#### [Problems to solve]
1) In the thread on smoking turkey, what maximum turkey weight does the USDA recommend?
2) Retype the thread on smoking turkey from "Is that size" up to and including "MES of 275˚.".
3) Write what comes next in the thread on smoking turkey, picking up after its last line.

#### [Text passage]
***

# what the right size turkey to smoke ???



## jrod62 (Nov 9, 2011)

My wife found some turkeys that was 20+ lbs.
Is that size ok to smoke or should i stay around 12 to 15 pounders.


----------



## Bearcarver (Nov 9, 2011)

I would lean more toward the 12 pounder, but that might just be me & my maximum temp MES of 275˚.

Also I would not stuff it.

I'm sure you'll get other opinions on this one.

Bear


----------



## jrod62 (Nov 9, 2011)

Thanks Bear. That what i was thinking


----------



## pineywoods (Nov 9, 2011)

The USDA recommends 12 lbs and under in order to make sure they get through the "Danger Zone" in time to be considered safe. Some people hot smoke them with temps of 325 degrees and up I personally don't know that size matters much at these temps


----------



## chef jimmyj (Nov 9, 2011)

***

Position annotation records:
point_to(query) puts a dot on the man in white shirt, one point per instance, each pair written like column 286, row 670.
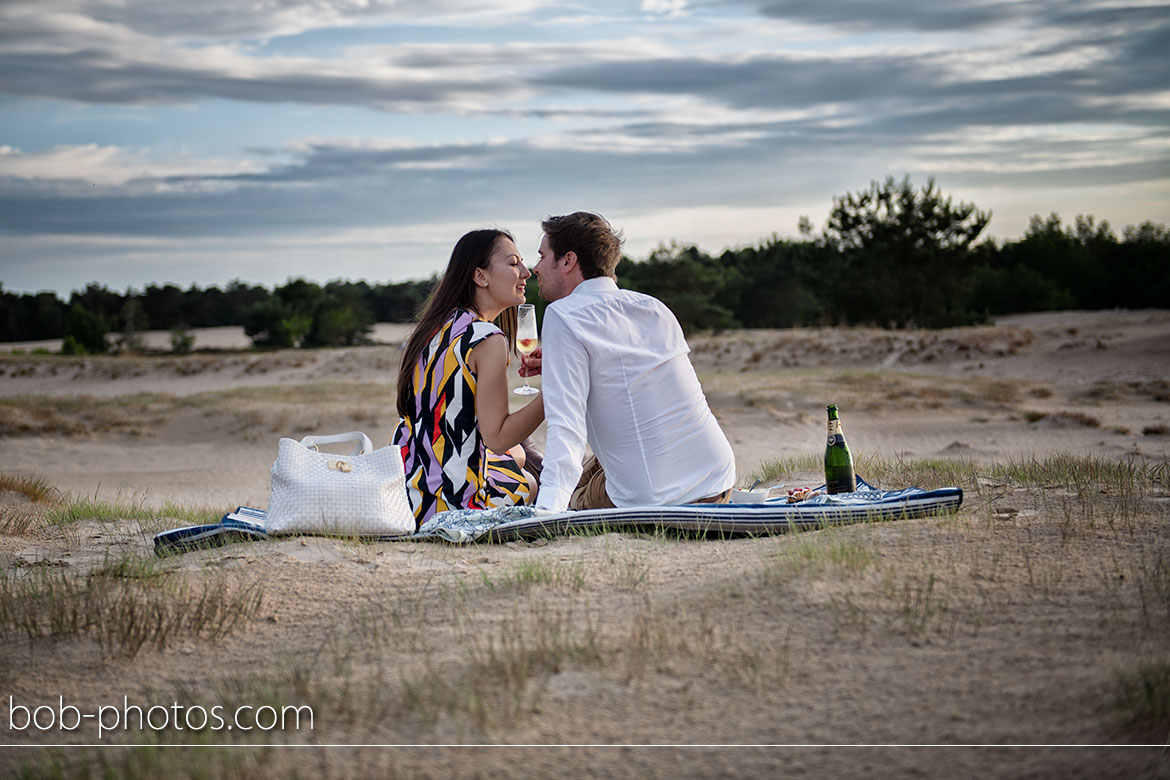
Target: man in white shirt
column 616, row 374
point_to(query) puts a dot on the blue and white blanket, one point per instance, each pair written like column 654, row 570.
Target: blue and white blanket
column 507, row 523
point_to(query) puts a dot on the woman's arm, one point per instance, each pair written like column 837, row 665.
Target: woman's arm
column 500, row 429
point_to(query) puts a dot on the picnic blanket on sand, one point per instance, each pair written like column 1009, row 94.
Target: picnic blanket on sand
column 508, row 523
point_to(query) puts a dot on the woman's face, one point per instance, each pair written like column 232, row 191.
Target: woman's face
column 506, row 275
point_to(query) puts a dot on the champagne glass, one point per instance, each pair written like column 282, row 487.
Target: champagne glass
column 525, row 339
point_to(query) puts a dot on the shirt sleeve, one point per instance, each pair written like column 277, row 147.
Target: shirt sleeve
column 565, row 384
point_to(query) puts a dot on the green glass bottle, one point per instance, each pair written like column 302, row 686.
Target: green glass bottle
column 839, row 477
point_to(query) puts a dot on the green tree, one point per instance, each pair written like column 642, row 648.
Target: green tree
column 903, row 255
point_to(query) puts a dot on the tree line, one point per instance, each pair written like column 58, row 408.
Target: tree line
column 893, row 255
column 899, row 256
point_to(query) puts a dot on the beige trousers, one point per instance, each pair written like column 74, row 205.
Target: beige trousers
column 590, row 491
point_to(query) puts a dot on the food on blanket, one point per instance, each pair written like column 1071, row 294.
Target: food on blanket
column 839, row 476
column 802, row 494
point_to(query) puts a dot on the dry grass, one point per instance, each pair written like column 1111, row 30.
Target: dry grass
column 125, row 606
column 35, row 489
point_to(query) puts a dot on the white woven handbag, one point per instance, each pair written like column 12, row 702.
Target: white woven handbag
column 363, row 494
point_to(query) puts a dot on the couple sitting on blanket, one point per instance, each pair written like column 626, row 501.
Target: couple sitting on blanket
column 614, row 373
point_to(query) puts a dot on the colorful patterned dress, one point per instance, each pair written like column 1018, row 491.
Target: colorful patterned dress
column 447, row 464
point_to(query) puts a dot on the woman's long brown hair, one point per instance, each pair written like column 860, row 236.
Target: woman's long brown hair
column 454, row 290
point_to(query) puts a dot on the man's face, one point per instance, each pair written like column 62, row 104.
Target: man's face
column 549, row 274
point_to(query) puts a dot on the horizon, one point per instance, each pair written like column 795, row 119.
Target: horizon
column 164, row 143
column 138, row 289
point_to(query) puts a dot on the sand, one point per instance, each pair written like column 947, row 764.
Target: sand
column 1005, row 623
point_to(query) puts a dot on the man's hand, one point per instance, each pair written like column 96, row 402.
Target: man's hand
column 530, row 364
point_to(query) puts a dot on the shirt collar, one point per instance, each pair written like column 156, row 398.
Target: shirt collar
column 597, row 284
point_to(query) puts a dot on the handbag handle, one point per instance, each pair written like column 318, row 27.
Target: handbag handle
column 363, row 442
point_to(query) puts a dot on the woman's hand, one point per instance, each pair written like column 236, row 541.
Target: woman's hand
column 500, row 429
column 530, row 364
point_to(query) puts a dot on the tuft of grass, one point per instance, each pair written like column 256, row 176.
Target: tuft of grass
column 1126, row 476
column 1141, row 697
column 32, row 488
column 840, row 554
column 124, row 606
column 530, row 573
column 507, row 672
column 91, row 509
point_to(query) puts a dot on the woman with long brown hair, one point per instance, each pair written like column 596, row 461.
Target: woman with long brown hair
column 460, row 443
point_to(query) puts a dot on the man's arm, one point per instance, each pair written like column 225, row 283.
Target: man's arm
column 565, row 388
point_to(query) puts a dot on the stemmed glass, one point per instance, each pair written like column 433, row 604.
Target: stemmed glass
column 525, row 339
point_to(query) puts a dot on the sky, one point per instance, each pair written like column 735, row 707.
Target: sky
column 197, row 143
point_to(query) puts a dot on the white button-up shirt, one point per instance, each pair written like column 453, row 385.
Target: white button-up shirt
column 616, row 373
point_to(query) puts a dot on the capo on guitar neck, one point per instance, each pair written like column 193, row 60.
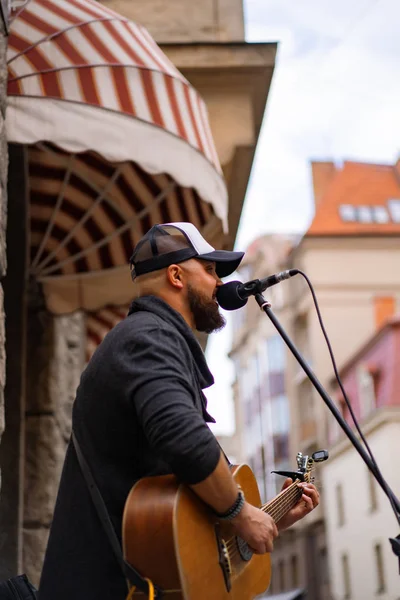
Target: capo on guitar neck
column 292, row 474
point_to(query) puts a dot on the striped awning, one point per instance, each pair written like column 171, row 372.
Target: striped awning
column 116, row 140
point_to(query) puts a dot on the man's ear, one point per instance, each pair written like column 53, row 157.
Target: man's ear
column 174, row 276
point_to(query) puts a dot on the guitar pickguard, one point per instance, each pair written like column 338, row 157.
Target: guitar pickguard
column 244, row 550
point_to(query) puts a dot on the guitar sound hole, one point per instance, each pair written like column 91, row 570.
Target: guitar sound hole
column 245, row 552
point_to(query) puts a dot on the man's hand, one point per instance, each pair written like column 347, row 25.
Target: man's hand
column 256, row 528
column 308, row 501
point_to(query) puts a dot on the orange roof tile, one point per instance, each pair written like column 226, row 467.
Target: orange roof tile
column 363, row 192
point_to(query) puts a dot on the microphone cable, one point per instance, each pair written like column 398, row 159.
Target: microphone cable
column 377, row 472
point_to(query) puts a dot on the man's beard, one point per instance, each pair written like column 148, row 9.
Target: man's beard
column 207, row 317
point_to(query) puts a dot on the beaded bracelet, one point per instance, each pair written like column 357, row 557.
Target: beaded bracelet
column 234, row 510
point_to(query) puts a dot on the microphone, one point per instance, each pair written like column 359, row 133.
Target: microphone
column 234, row 294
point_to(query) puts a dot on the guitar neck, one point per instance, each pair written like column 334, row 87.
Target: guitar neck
column 284, row 501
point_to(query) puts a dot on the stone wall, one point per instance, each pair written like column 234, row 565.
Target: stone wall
column 55, row 361
column 3, row 211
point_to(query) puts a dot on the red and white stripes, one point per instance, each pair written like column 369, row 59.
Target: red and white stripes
column 82, row 52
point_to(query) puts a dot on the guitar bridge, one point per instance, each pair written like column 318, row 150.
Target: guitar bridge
column 224, row 559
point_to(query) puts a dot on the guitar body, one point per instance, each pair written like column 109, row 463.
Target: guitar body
column 173, row 538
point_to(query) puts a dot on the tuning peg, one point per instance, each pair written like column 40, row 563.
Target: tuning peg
column 320, row 455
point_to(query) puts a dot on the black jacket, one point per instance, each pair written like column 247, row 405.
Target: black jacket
column 139, row 411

***

#### [Answers to the exercises]
1) 12 lbs and under.

2)
Is that size ok to smoke or should i stay around 12 to 15 pounders.


----------



## Bearcarver (Nov 9, 2011)

I would lean more toward the 12 pounder, but that might just be me & my maximum temp MES of 275˚.

3)
At 225*F 12-14lb is the best choice but as Piney indicated at 325*F anything goes I have done 26-28lb Monster Gobblers, unstuffed, in the neighborhood of 4hrs at various Restaurants...JJ


----------



## jrod62 (Nov 9, 2011)

Thanks guys for the fast reply. My wife text me from the store about the size turkeys and I turn around and posted this right away.

within minutes Bear replies, and few minutes later got two more fast replies. That why I love this place. Help is always

right around the corner. She pick up 2 turkeys at right under 13lbs a piece.

*so again thanks for the fast replies!!!!!*


----------



## SmokinAl (Nov 10, 2011)

Pineywoods said:


> The USDA recommends 12 lbs and under in order to make sure they get through the "Danger Zone" in time to be considered safe. Some people hot smoke them with temps of 325 degrees and up I personally don't know that size matters much at these temps




Not to hijack this thread, but does the USDA have any recommendation for a turducken?


----------



## Bearcarver (Nov 10, 2011)

SmokinAl said:


> Not to hijack this thread, but does the USDA have any recommendation for a turducken?


Yes a whole bunch of them, like no lower than 325˚ oven temp, etc.

Here's link:

http://www.fsis.usda.gov/factsheets/Turduckens_Require_Safe_Food_Handling/index.asp

Bear


----------



## mballi3011 (Nov 10, 2011)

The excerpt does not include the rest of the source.